→ **What you have to do**: I would like every record printed again, exactly as shown.

→ **Data for this task**:

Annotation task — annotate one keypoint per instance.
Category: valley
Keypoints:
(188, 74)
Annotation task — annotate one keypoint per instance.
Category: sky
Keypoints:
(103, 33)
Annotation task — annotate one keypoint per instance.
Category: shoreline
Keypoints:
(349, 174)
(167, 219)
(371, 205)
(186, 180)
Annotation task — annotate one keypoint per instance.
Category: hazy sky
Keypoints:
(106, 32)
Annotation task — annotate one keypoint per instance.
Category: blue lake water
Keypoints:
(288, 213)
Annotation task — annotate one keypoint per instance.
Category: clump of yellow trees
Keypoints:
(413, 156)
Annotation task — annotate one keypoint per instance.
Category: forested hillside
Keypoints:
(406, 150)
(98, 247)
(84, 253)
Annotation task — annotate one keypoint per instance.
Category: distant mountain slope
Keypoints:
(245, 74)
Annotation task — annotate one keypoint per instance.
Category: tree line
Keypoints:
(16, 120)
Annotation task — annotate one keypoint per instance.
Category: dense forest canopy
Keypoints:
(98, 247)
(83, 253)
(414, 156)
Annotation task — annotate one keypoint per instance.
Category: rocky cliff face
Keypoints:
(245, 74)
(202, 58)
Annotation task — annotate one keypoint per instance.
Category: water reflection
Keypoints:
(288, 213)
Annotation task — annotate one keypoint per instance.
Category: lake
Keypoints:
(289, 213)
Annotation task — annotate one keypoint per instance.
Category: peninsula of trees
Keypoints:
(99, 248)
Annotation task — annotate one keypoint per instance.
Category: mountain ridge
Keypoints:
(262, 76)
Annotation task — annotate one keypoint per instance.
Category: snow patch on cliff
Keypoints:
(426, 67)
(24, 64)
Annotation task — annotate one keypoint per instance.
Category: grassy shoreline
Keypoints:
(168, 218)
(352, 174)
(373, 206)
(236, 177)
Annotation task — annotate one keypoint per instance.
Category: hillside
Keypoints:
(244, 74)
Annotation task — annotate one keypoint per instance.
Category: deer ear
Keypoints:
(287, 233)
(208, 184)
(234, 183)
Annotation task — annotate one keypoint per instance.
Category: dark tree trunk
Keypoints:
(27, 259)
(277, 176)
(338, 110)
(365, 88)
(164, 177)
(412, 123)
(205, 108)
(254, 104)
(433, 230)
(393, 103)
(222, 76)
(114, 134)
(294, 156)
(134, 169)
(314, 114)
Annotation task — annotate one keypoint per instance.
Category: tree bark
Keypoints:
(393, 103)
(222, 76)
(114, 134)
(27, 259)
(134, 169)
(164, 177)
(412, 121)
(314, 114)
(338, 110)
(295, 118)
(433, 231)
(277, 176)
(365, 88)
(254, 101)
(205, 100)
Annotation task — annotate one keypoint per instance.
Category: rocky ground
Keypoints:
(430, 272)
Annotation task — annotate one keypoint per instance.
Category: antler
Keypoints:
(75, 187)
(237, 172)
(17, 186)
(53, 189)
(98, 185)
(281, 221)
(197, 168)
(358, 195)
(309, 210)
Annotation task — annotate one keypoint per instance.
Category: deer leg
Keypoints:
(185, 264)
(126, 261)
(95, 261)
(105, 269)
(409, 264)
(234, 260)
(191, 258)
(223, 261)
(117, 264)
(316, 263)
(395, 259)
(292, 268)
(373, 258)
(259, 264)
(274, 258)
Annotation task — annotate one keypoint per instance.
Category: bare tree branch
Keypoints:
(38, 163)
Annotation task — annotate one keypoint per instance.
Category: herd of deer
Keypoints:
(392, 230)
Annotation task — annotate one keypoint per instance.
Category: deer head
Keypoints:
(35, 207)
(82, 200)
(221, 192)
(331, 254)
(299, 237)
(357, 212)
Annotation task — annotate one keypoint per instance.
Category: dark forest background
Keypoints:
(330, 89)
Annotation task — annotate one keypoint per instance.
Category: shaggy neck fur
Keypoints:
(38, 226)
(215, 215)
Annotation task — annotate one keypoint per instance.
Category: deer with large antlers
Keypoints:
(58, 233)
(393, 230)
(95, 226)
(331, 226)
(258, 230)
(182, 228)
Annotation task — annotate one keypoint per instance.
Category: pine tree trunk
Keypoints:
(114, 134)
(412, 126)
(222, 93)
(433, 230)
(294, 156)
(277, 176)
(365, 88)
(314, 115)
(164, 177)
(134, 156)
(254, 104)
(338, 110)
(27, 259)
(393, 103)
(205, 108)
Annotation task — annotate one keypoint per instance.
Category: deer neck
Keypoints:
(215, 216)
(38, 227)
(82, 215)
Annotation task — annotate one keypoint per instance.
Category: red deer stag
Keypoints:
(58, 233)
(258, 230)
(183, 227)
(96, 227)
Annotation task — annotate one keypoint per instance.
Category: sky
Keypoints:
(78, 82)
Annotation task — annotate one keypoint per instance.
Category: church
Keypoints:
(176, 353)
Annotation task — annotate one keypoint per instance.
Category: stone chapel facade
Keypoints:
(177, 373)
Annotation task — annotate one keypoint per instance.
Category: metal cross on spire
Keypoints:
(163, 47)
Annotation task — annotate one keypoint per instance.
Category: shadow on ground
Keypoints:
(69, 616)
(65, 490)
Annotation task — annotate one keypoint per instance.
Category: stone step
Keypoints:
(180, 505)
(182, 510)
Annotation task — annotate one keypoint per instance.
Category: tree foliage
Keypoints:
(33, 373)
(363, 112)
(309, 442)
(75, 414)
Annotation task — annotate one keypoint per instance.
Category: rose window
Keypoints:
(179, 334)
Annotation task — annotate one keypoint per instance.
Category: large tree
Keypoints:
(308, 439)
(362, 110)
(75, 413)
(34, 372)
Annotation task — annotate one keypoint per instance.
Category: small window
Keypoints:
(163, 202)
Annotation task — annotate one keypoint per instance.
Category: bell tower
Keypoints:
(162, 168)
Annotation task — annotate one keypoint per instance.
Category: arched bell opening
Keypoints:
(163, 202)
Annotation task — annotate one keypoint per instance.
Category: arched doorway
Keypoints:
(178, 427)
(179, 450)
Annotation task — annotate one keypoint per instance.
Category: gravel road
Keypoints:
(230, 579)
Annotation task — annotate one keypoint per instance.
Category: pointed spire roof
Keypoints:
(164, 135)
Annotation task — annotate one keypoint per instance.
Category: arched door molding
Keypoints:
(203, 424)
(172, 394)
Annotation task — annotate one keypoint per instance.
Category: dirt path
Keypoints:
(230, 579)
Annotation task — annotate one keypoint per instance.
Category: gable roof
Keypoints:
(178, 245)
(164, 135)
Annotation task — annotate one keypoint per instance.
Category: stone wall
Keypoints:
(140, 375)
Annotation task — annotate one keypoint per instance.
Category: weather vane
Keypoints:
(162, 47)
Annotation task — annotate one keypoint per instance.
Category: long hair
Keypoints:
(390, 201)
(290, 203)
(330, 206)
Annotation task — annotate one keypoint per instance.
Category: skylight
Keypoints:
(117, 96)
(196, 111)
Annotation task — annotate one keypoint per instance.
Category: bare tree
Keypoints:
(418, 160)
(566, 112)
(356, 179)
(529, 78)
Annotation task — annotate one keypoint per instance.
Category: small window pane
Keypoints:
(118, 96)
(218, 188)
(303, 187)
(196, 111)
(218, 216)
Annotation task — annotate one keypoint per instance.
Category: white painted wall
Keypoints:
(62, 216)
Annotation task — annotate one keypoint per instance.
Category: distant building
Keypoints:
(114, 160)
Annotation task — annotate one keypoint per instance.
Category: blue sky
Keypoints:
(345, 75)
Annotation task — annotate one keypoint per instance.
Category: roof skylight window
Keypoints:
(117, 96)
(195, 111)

→ **Answer space**:
Annotation task — annotate one keypoint per instance.
Category: valley
Keypoints:
(188, 74)
Annotation task — annotate one keypoint per instance.
Category: sky
Keypoints:
(103, 33)
Annotation task — annotate one keypoint per instance.
Category: shoreline
Keypoints:
(349, 174)
(167, 219)
(371, 205)
(186, 180)
Annotation task — annotate one keypoint per instance.
Category: hazy sky
Keypoints:
(106, 32)
Annotation task — annotate one keypoint per instance.
Category: blue lake water
Keypoints:
(288, 213)
Annotation task — annotate one keypoint per instance.
Category: clump of yellow trees
Keypoints:
(413, 156)
Annotation task — annotate one keypoint per instance.
Category: forested hillside
Keypoints:
(406, 150)
(98, 247)
(84, 253)
Annotation task — annotate one keypoint per instance.
Category: distant mountain slope
Keypoints:
(245, 74)
Annotation task — annotate one keypoint per instance.
Category: tree line
Keypoints:
(16, 120)
Annotation task — annotate one keypoint per instance.
Category: dense forest canopy
Keypoints:
(98, 247)
(83, 253)
(414, 156)
Annotation task — annotate one keypoint per instance.
Category: rocky cliff face
Keypoints:
(245, 74)
(202, 58)
Annotation task — annotate one keypoint per instance.
Category: water reflection
Keypoints:
(288, 213)
Annotation task — annotate one keypoint per instance.
Category: lake
Keypoints:
(289, 213)
Annotation task — annotate one keypoint per instance.
Category: peninsula of trees
Keypoints:
(99, 248)
Annotation task — annotate one keypoint per instance.
Category: mountain ridge
Keypoints:
(262, 76)
Annotation task — annotate one keypoint per instance.
Category: snow patch on cliff
Keypoints:
(426, 67)
(24, 64)
Annotation task — annotate one keypoint per instance.
Category: grassy shoreline
Keypoints:
(168, 218)
(352, 174)
(373, 206)
(236, 177)
Annotation task — annotate one keypoint per instance.
Category: hillside
Keypoints:
(244, 74)
Annotation task — annotate one keypoint per instance.
Category: deer ear
Keypoints:
(287, 233)
(208, 184)
(234, 183)
Annotation task — annotate one keypoint per instance.
Category: dark tree trunk
Keypoints:
(27, 259)
(277, 176)
(338, 110)
(365, 88)
(164, 177)
(412, 123)
(205, 108)
(254, 104)
(433, 230)
(393, 103)
(222, 76)
(114, 134)
(294, 156)
(134, 169)
(314, 114)
Annotation task — annotate one keypoint per instance.
Category: tree bark
Keypoints:
(393, 103)
(222, 76)
(114, 134)
(27, 259)
(134, 169)
(164, 177)
(412, 121)
(314, 114)
(338, 110)
(295, 118)
(433, 231)
(277, 176)
(365, 88)
(254, 101)
(205, 100)
Annotation task — annotate one keypoint per instance.
Category: rocky ground
Keypoints:
(430, 272)
Annotation task — annotate one keypoint per instance.
Category: antler
Keypoints:
(75, 187)
(237, 172)
(17, 186)
(53, 189)
(98, 185)
(281, 221)
(197, 168)
(358, 195)
(309, 210)
Annotation task — annotate one keypoint per instance.
Category: deer leg
Keypoints:
(185, 264)
(126, 261)
(95, 261)
(105, 269)
(409, 264)
(234, 260)
(191, 258)
(223, 261)
(117, 264)
(316, 263)
(395, 259)
(292, 268)
(373, 258)
(259, 264)
(274, 258)
Annotation task — annotate one keypoint per instance.
Category: bare tree branch
Keypoints:
(38, 163)
Annotation task — annotate one keypoint per instance.
Category: herd of deer
Keypoints:
(392, 230)
Annotation task — annotate one keypoint per instance.
Category: deer head
Keypoints:
(35, 207)
(82, 200)
(221, 192)
(331, 254)
(299, 237)
(357, 212)
Annotation task — annotate one keypoint per instance.
Category: dark forest background
Keypoints:
(330, 89)
Annotation task — annotate one keypoint per instance.
Category: shaggy neck fur
Keypoints:
(38, 226)
(215, 215)
Annotation task — annotate one keypoint per instance.
Category: deer with large antlers
Keypoints:
(58, 233)
(393, 230)
(95, 226)
(331, 226)
(258, 230)
(182, 228)
Annotation task — annotate one keypoint per instance.
Category: pine tree trunk
Keypoints:
(114, 134)
(412, 126)
(222, 93)
(433, 230)
(294, 156)
(277, 176)
(365, 88)
(314, 115)
(164, 177)
(134, 156)
(254, 104)
(338, 110)
(27, 259)
(393, 103)
(205, 108)
Annotation task — annotate one keypoint per instance.
Category: deer neck
Keypoints:
(215, 216)
(38, 227)
(82, 215)
Annotation task — annotate one keypoint per instance.
Category: red deer stag
Keypoints:
(58, 233)
(258, 230)
(183, 227)
(96, 227)
Annotation task — annotate one keypoint per instance.
Category: sky
Keypoints:
(78, 82)
Annotation task — annotate one keypoint per instance.
Category: church
Keypoints:
(176, 353)
Annotation task — annotate one keypoint per instance.
Category: stone chapel facade
Keypoints:
(177, 373)
Annotation task — annotate one keypoint per instance.
Category: metal cross on spire
Keypoints:
(163, 47)
Annotation task — annotate one keypoint per instance.
Category: shadow on ground
Keypoints:
(69, 616)
(65, 490)
Annotation task — annotate one keypoint per instance.
Category: stone step
Keypoints:
(180, 505)
(182, 510)
Annotation task — annotate one keypoint per instance.
Category: tree foliage
Keypoints:
(33, 373)
(363, 112)
(309, 442)
(75, 414)
Annotation task — annotate one keypoint per instance.
Category: rose window
Keypoints:
(179, 334)
Annotation task — annotate one keypoint per instance.
Category: large tree
Keypoints:
(308, 439)
(362, 110)
(75, 413)
(34, 372)
Annotation task — annotate one keypoint per instance.
Category: small window
Keypoints:
(163, 202)
Annotation task — annotate one keypoint per instance.
Category: bell tower
Keypoints:
(162, 168)
Annotation task — annotate one keypoint per instance.
Category: arched bell opening
Keypoints:
(163, 202)
Annotation task — annotate one keypoint per instance.
Category: arched doorway
Keypoints:
(178, 427)
(179, 450)
Annotation task — annotate one keypoint per instance.
Category: gravel road
Keypoints:
(230, 579)
Annotation task — annotate one keypoint per instance.
Category: pointed spire roof
Keypoints:
(164, 135)
Annotation task — annotate one keypoint per instance.
Category: arched door molding
Keypoints:
(203, 424)
(172, 394)
Annotation task — annotate one keypoint per instance.
Category: dirt path
Keypoints:
(230, 579)
Annotation task — annotate one keypoint per instance.
Category: gable roof
Keypoints:
(178, 245)
(164, 135)
Annotation task — annotate one keypoint per instance.
Category: stone wall
Keypoints:
(140, 375)
Annotation task — annotate one keypoint per instance.
Category: weather vane
Keypoints:
(162, 47)
Annotation task — annotate one keypoint per instance.
Category: long hair
Keypoints:
(390, 201)
(290, 203)
(330, 206)
Annotation task — annotate one keypoint per instance.
Category: skylight
Keypoints:
(117, 96)
(196, 111)
Annotation task — annotate one keypoint per instance.
Category: bare tree
Keypoints:
(418, 160)
(566, 112)
(356, 179)
(529, 78)
Annotation task — annotate one keypoint per instance.
Category: small window pane
Keypoints:
(118, 96)
(218, 188)
(303, 187)
(196, 111)
(218, 216)
Annotation task — annotate one keypoint per instance.
Category: white painted wall
Keypoints:
(62, 216)
Annotation task — annotate one keypoint per instance.
Category: distant building
Keypoints:
(114, 160)
Annotation task — annotate one keypoint per instance.
Category: blue sky
Keypoints:
(345, 75)
Annotation task — annotate one keypoint per instance.
Category: roof skylight window
Keypoints:
(117, 96)
(195, 111)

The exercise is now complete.